• _Extracted material_
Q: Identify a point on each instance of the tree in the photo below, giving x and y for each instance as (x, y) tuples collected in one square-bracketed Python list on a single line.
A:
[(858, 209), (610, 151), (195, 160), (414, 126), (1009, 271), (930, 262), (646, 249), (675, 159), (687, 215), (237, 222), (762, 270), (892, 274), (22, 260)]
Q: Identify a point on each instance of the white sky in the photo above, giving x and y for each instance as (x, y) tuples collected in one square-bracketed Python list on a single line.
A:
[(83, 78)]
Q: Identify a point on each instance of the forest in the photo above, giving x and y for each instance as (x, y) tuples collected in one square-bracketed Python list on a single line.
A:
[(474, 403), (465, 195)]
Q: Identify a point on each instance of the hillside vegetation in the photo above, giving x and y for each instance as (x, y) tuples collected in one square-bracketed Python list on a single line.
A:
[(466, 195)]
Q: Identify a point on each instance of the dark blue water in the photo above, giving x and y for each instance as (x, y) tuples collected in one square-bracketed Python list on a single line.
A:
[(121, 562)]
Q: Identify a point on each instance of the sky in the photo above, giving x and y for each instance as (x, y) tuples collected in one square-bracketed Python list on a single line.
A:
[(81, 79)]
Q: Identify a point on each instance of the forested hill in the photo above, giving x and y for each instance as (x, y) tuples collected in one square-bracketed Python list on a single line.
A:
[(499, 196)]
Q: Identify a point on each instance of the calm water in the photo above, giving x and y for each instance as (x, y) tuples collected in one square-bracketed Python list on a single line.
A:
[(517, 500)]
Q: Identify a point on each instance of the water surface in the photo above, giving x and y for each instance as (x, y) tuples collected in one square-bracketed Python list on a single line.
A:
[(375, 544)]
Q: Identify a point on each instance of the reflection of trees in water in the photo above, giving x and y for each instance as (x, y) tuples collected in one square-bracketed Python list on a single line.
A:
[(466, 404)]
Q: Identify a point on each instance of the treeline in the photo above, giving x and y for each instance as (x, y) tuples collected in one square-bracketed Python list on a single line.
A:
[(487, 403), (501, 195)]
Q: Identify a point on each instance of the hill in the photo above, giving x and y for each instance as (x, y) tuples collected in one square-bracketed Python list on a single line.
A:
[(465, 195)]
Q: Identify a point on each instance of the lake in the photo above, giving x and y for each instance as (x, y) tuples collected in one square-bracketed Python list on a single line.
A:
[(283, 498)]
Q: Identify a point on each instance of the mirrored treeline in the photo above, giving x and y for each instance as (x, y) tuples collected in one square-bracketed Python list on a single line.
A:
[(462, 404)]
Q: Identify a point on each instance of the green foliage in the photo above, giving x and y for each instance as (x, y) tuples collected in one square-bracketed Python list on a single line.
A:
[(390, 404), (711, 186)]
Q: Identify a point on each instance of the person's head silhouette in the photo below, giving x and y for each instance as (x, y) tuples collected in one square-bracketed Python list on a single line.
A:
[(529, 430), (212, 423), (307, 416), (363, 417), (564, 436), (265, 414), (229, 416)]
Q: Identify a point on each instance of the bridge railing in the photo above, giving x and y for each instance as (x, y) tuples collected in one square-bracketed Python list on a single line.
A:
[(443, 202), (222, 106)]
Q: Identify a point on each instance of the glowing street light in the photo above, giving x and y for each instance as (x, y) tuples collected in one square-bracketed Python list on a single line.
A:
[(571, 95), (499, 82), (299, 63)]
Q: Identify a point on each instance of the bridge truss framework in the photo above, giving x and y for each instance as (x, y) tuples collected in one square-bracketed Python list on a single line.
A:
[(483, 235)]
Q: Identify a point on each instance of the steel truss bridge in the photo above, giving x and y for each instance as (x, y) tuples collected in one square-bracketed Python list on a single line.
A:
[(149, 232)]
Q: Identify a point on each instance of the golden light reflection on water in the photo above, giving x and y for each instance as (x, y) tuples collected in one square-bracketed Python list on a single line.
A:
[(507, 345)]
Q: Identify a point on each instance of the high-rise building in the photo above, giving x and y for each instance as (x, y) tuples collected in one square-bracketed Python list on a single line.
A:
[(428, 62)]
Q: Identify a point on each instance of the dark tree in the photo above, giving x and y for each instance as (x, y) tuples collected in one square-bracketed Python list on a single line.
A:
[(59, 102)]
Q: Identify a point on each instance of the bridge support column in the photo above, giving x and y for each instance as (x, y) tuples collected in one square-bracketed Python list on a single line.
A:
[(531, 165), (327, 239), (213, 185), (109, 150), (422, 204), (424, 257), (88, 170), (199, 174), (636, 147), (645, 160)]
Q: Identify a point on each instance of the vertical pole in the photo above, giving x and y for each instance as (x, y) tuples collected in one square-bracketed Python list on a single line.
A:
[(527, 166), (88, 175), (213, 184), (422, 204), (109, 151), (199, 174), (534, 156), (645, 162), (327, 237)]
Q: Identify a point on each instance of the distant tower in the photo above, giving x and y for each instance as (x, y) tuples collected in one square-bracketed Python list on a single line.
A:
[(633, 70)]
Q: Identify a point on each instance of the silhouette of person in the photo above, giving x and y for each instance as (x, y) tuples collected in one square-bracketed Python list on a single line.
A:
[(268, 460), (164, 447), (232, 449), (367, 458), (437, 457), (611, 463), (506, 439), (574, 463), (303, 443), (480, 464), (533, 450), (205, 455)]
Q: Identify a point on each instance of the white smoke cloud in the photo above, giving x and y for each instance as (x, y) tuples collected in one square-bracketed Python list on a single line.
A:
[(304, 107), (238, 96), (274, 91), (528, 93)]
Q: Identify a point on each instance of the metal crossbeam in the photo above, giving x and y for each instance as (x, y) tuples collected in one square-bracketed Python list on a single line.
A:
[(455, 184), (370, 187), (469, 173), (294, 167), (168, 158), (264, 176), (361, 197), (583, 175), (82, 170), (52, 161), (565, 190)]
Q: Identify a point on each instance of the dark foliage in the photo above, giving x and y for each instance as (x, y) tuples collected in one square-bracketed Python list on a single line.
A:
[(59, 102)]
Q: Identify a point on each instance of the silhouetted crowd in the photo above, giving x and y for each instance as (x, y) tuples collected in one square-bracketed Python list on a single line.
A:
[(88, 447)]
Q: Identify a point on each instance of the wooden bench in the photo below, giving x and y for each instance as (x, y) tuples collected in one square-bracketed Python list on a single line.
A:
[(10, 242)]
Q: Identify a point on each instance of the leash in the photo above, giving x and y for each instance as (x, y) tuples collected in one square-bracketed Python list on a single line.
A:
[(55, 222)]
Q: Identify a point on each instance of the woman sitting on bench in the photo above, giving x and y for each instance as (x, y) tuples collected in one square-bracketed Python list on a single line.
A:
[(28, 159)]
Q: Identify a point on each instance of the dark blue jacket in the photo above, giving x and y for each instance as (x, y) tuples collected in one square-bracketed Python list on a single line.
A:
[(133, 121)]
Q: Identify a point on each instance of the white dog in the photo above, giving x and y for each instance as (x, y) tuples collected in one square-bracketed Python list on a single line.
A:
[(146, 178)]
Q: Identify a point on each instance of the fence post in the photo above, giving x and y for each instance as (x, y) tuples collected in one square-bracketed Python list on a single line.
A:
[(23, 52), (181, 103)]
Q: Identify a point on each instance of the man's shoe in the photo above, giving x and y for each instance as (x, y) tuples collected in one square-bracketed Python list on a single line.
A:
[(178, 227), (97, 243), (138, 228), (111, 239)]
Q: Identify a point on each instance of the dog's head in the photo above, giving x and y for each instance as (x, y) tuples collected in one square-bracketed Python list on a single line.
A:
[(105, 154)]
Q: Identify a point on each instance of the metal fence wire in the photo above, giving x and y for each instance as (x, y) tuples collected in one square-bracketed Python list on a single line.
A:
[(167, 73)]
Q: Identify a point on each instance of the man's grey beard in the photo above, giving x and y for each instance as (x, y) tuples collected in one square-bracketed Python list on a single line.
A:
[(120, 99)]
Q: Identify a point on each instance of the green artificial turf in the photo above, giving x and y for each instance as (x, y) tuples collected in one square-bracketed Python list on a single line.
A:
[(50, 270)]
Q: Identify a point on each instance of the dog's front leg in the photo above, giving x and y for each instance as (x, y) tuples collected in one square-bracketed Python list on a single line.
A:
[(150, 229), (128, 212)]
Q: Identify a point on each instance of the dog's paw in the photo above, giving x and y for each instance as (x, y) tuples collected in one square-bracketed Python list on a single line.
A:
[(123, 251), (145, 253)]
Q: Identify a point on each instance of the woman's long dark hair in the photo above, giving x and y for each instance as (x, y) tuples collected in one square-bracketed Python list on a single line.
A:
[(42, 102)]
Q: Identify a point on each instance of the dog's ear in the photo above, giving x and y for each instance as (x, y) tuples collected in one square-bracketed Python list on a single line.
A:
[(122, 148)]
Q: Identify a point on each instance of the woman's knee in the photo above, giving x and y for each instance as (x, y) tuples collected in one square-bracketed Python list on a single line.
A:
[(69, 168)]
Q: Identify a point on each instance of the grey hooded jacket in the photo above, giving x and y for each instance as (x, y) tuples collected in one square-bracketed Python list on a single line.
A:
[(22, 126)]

• _Aim of the task_
Return verbatim the lines of the records starting at the line that contains "Q: Identify a point on each instance of the bridge support" and stopping after the line that contains "147), (645, 160)]", with both of those lines included.

• _Response below_
Q: Identify a point on each instance of the bridge support column in the photo above, giving x and y for each instance as (x, y) tuples collected in one square-bracketed Python list on a single line.
A:
[(531, 165), (327, 239), (213, 185), (109, 150), (422, 204), (424, 257), (88, 170), (199, 174), (636, 147), (645, 160)]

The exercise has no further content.